• _REQUIREMENTS_
Pull out every line in the entries below that contains the word "instance".

Records from an annotation dataset
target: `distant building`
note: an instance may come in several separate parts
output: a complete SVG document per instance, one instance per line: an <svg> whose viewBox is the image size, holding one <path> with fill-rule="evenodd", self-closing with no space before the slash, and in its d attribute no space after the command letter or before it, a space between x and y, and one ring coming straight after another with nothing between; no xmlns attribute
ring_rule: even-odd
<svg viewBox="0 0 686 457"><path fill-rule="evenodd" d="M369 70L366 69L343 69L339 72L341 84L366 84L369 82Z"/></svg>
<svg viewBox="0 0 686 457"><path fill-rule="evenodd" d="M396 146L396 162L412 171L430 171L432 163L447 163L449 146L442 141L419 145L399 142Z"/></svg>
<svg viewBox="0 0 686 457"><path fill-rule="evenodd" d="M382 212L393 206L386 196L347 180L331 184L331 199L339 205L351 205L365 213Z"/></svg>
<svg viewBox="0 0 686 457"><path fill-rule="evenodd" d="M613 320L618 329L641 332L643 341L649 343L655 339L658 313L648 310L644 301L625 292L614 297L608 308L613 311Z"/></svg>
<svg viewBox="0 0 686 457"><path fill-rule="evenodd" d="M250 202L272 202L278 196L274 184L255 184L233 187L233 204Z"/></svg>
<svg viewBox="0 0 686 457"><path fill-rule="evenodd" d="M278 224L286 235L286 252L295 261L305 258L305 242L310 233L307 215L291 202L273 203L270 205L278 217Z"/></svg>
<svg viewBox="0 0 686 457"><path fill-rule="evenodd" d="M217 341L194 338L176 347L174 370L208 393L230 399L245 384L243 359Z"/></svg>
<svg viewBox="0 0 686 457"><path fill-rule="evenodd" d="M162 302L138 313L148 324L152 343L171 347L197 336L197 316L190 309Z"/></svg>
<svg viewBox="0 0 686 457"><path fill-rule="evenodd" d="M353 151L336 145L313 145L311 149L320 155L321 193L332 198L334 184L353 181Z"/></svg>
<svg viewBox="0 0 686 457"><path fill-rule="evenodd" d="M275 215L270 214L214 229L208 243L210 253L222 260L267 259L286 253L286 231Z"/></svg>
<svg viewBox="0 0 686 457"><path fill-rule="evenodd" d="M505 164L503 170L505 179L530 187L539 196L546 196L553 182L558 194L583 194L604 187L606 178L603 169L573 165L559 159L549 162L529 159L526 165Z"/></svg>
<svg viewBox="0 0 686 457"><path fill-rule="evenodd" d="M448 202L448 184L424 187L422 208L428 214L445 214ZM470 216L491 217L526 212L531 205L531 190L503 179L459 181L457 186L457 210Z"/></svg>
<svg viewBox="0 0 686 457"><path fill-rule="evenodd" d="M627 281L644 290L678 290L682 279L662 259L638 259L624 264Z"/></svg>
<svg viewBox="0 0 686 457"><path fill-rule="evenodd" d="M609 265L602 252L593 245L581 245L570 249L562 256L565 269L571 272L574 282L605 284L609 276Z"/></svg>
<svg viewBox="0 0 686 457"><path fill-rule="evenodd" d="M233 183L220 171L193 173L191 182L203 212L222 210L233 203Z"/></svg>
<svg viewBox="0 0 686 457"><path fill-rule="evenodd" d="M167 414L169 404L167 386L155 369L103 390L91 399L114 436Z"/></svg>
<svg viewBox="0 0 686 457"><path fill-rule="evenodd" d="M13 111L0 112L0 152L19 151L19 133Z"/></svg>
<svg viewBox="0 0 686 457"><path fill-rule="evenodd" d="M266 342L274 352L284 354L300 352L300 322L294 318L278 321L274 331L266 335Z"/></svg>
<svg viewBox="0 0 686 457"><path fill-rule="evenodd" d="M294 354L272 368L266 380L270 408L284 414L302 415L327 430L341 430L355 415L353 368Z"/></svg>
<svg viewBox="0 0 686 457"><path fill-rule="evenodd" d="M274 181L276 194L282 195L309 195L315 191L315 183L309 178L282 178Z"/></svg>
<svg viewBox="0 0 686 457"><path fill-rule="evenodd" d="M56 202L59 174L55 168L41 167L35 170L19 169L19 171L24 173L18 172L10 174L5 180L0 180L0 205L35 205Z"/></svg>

• _EXERCISE RESULT_
note: an instance may come in several separate parts
output: a complete SVG document per instance, one instance per line: an <svg> whose viewBox is the image size, holding one <path> with fill-rule="evenodd", self-closing with no space before the slash, and in its d attribute no space after the command letter or before it, a space between x and y, and one ring coming straight after another with nothing between; no xmlns attribute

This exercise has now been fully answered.